### Verilen metin ###

Şiir Yazıyorum Çünkü 7

LXXIV

Şiir ideolojik yansıtmalarda kitleleri ayaklandıran, peşinden sürükleyen, harekete geçirici özelliği olan imgeler dünyasıdır. Edebiyatın ideolojiden ayrı düşünülme imkânsızlığı şiirde ideolojik kamplaşmalara sebep olmuştur. Bu bakımdan şiir, kitlelerin sesi, kitlelerin duygu ve düşün dünyasını yansıtan (nimesis) başat türlerden biridir.

Şiirin seslendiği kitle, içerisinde barındırdığı düşünüm dünyasına imge kalıplarını dâhil eder. Bu imge kalıpları yansımalar dünyasına buyur eder insanı. İnsan evren içerisinde başka bir evreni görür. Platon’un mağarasını keşfettiği gibi insanoğlu da şiirle hakikat dünyasının ışıltılarını keşfeder. Fakat bu keşif salt ideolojik amaçla yazılan şiirlerde değil, sanat ve hakikat derdi olan sanatçıların eserlerinden elde edilir.

LXXV

Şiirin karmaşa ortamının ürünü olduğu muhakkaktır. Bir çarpışma ertesinin sonucudur. Bu bakımdan her şiirin bir devrim getirdiği söylenebilir. Bunu şu sebeple söylüyorum: şiir duygusal-düşünsel bir kırılmanın ürünüdür. Bunu her şiir yapamasa da iyi şiirlerin özelliği budur. Şiirin okunmasının sebebi de budur.

Bir tür kırılma yarattığı için insanoğlu tekrar tekrar şiire döner, o kırılmayı özler, içinde yaşattığı o fırtınalı hali ister.

###

> **Verilen görev 1**: Şiir üzerine yazılan metne göre şiir nasıl bir kırılmanın ürünüdür?
Metin ile girdiler arasında herhangi bir bağlantı bulunmamaktadır.

### Kullanılacak kayıtlar ###

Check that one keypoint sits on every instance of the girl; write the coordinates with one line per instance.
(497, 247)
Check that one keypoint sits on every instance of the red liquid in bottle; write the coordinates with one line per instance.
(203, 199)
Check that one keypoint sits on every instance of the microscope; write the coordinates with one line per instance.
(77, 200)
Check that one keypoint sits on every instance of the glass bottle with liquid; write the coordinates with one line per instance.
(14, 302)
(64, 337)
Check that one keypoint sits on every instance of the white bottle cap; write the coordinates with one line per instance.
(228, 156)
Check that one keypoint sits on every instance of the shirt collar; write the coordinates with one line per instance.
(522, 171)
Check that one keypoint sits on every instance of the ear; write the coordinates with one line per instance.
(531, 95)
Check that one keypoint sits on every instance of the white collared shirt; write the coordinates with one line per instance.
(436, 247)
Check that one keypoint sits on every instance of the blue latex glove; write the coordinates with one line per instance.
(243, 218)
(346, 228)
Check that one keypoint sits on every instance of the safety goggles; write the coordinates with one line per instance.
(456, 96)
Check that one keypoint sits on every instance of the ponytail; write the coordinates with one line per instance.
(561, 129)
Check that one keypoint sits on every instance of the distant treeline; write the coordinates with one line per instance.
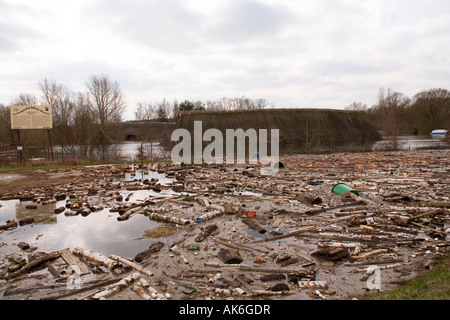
(396, 114)
(80, 118)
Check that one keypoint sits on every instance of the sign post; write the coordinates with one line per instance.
(31, 117)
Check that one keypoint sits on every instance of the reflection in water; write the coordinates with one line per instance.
(43, 214)
(99, 231)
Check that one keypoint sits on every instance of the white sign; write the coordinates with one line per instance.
(31, 117)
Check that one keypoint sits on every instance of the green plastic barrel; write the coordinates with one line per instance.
(342, 188)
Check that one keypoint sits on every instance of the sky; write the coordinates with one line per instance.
(294, 54)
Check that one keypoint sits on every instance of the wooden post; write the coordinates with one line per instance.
(50, 142)
(19, 145)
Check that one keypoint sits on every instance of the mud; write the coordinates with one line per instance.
(342, 246)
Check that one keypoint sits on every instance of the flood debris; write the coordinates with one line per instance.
(312, 231)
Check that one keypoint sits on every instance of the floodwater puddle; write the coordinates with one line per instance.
(99, 231)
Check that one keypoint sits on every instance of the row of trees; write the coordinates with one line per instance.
(165, 110)
(395, 114)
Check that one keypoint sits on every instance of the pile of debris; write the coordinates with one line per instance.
(324, 227)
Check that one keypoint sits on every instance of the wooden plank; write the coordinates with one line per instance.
(278, 220)
(72, 260)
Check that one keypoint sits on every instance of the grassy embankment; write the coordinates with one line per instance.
(432, 285)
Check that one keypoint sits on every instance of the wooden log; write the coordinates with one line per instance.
(116, 288)
(33, 265)
(331, 254)
(206, 232)
(77, 291)
(286, 235)
(254, 225)
(369, 254)
(258, 293)
(128, 214)
(155, 247)
(10, 224)
(140, 291)
(71, 260)
(97, 257)
(353, 204)
(166, 218)
(229, 256)
(405, 221)
(313, 284)
(131, 264)
(153, 292)
(210, 215)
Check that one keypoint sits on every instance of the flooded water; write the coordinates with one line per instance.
(407, 143)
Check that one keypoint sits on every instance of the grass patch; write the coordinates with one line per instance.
(433, 285)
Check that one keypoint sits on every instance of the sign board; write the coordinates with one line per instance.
(31, 117)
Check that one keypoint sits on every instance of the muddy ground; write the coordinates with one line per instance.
(228, 232)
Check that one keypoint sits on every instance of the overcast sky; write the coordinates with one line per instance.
(318, 53)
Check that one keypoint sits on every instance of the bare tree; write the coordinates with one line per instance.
(356, 106)
(107, 99)
(431, 110)
(25, 99)
(145, 111)
(61, 100)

###

> **Verilen görev 2**: Girdilerde "Check that one keypoint sits on every instance of the muddy" ifadesini içeren satırdan başlayarak girdilerin sonuna kadar uzanan satırları, boş satırları atlayıp "Sıra" ve "Satır" sütunlarından oluşan bir Markdown tablosu olarak çıkar. Tabloya yalnızca bu satırları al.

> **Yazılı yanıt 1**: Şiir, duygusal-düşünsel bir kırılmanın ürünüdür.

> **Yazılı yanıt 2**:
| Sıra | Satır |
|---|---|
| 1 | Check that one keypoint sits on every instance of the muddy ground; write the coordinates with one line per instance. |
| 2 | (228, 232) |
| 3 | Check that one keypoint sits on every instance of the overcast sky; write the coordinates with one line per instance. |
| 4 | (318, 53) |
| 5 | Check that one keypoint sits on every instance of the bare tree; write the coordinates with one line per instance. |
| 6 | (356, 106) |
| 7 | (107, 99) |
| 8 | (431, 110) |
| 9 | (25, 99) |
| 10 | (145, 111) |
| 11 | (61, 100) |